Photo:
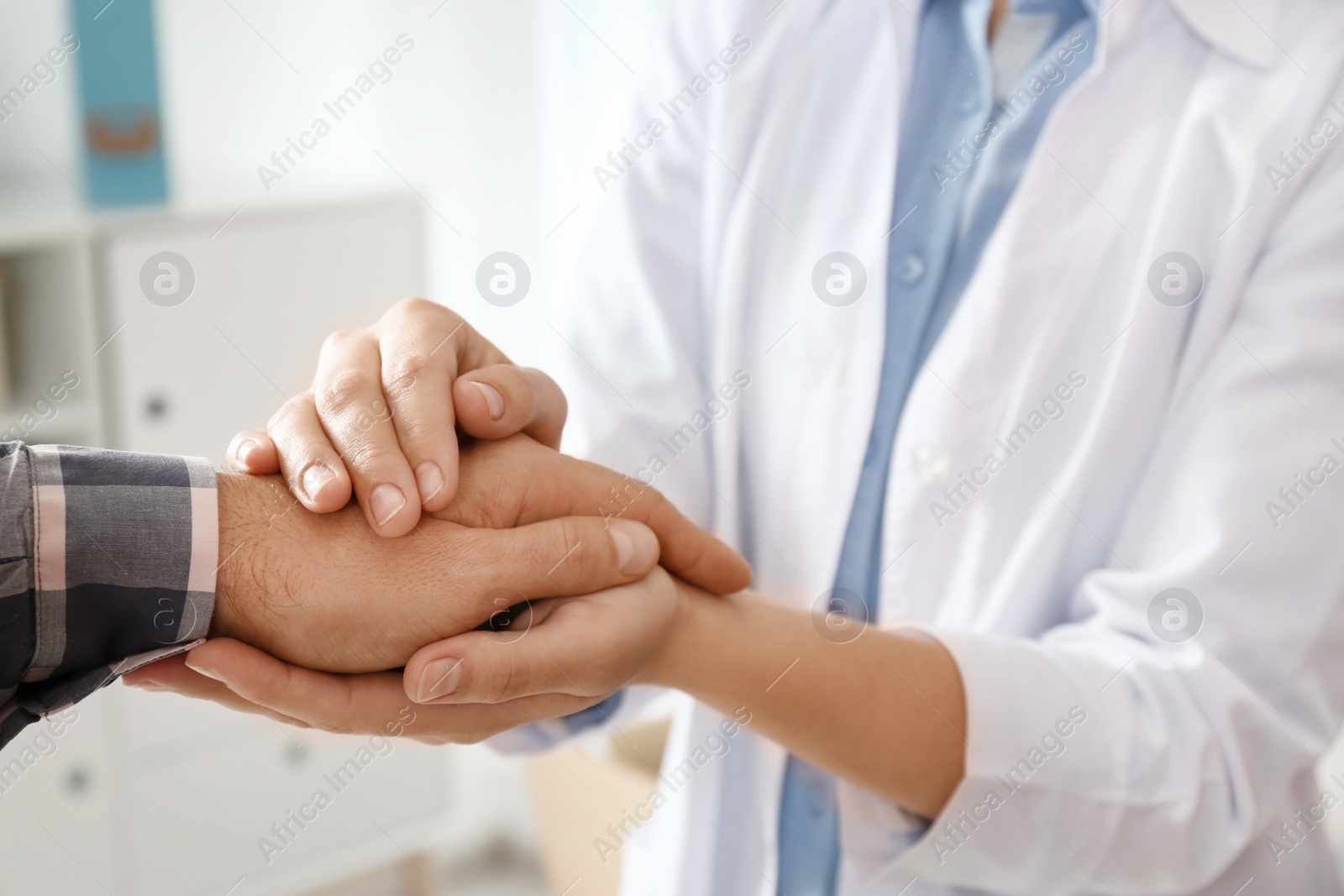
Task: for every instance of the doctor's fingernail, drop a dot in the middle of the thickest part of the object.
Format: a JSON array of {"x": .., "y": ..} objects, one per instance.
[
  {"x": 315, "y": 479},
  {"x": 386, "y": 501},
  {"x": 440, "y": 679},
  {"x": 494, "y": 401},
  {"x": 239, "y": 461},
  {"x": 429, "y": 479},
  {"x": 210, "y": 672},
  {"x": 636, "y": 546}
]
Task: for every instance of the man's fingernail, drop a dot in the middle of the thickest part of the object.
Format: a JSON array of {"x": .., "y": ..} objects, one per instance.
[
  {"x": 315, "y": 477},
  {"x": 239, "y": 461},
  {"x": 636, "y": 546},
  {"x": 210, "y": 672},
  {"x": 386, "y": 501},
  {"x": 492, "y": 399},
  {"x": 429, "y": 479},
  {"x": 440, "y": 679}
]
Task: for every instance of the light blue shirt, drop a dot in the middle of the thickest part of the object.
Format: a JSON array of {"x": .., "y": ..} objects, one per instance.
[{"x": 963, "y": 149}]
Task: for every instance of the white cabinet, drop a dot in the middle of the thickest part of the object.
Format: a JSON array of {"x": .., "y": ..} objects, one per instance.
[
  {"x": 152, "y": 794},
  {"x": 186, "y": 372}
]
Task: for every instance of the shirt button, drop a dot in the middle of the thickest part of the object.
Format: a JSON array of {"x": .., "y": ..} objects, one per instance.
[
  {"x": 968, "y": 100},
  {"x": 932, "y": 464},
  {"x": 911, "y": 269}
]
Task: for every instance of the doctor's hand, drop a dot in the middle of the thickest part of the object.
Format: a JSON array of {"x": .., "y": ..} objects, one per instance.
[
  {"x": 382, "y": 414},
  {"x": 326, "y": 593},
  {"x": 584, "y": 647},
  {"x": 248, "y": 680},
  {"x": 557, "y": 658}
]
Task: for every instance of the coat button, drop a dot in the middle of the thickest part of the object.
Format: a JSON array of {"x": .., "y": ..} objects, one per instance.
[
  {"x": 911, "y": 268},
  {"x": 932, "y": 463}
]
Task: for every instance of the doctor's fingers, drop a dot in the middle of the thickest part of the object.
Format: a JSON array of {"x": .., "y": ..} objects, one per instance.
[
  {"x": 253, "y": 452},
  {"x": 367, "y": 705},
  {"x": 172, "y": 674},
  {"x": 561, "y": 485},
  {"x": 499, "y": 401},
  {"x": 582, "y": 654},
  {"x": 312, "y": 468},
  {"x": 356, "y": 418},
  {"x": 561, "y": 558}
]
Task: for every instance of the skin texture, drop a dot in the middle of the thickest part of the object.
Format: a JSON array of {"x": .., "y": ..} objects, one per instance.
[
  {"x": 380, "y": 421},
  {"x": 885, "y": 711},
  {"x": 327, "y": 593}
]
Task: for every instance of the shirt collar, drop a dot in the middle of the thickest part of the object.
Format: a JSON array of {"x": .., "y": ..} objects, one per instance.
[{"x": 1247, "y": 34}]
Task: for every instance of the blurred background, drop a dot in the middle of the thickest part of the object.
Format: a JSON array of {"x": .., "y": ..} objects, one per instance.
[{"x": 178, "y": 233}]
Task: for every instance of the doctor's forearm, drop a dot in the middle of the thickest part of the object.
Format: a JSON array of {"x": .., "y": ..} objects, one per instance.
[{"x": 885, "y": 711}]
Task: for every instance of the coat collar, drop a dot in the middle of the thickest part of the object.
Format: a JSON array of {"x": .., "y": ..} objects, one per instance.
[{"x": 1243, "y": 29}]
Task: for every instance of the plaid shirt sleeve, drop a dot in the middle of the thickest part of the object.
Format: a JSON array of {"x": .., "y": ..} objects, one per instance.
[{"x": 108, "y": 562}]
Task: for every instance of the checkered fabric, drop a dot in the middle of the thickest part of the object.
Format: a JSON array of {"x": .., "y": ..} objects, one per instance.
[{"x": 107, "y": 562}]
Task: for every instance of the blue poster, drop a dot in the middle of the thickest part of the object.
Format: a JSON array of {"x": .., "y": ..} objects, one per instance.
[{"x": 118, "y": 101}]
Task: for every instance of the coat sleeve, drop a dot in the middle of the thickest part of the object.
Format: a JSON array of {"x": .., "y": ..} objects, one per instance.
[
  {"x": 1149, "y": 741},
  {"x": 108, "y": 563}
]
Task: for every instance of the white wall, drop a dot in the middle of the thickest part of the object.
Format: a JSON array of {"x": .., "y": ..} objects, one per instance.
[{"x": 496, "y": 117}]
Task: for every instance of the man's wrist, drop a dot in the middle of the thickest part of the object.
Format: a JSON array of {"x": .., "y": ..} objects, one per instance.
[{"x": 249, "y": 506}]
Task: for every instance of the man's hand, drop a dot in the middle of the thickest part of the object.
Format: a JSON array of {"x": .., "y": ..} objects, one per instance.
[
  {"x": 324, "y": 591},
  {"x": 382, "y": 412}
]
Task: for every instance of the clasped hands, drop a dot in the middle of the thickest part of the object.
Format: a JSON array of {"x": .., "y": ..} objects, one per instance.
[{"x": 491, "y": 584}]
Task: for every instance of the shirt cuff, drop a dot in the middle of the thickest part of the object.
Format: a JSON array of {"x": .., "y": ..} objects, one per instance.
[{"x": 118, "y": 570}]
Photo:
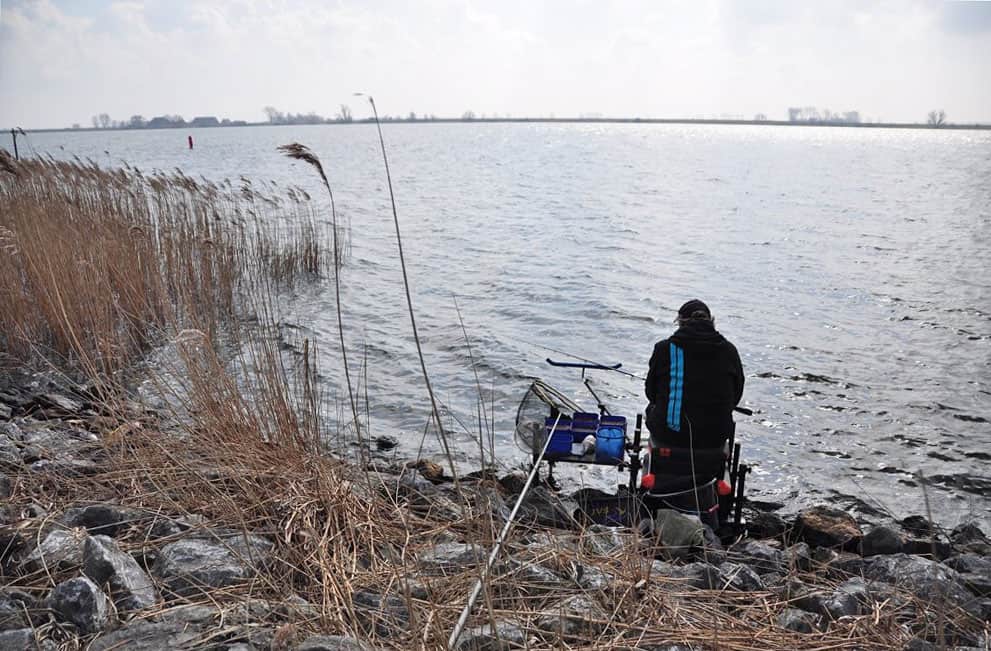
_ _ _ _ _
• 要件: 上記のデータから、文字列「blue」を含む行をすべて抜き出してください。大文字と小文字は区別します。

• 解答例:
Task: for every instance of the light blue shirt, drop a dot in the middle of the thickest part of the object.
Task: for every instance of the blue poster, drop a dot in the middle of the thickest part of the object.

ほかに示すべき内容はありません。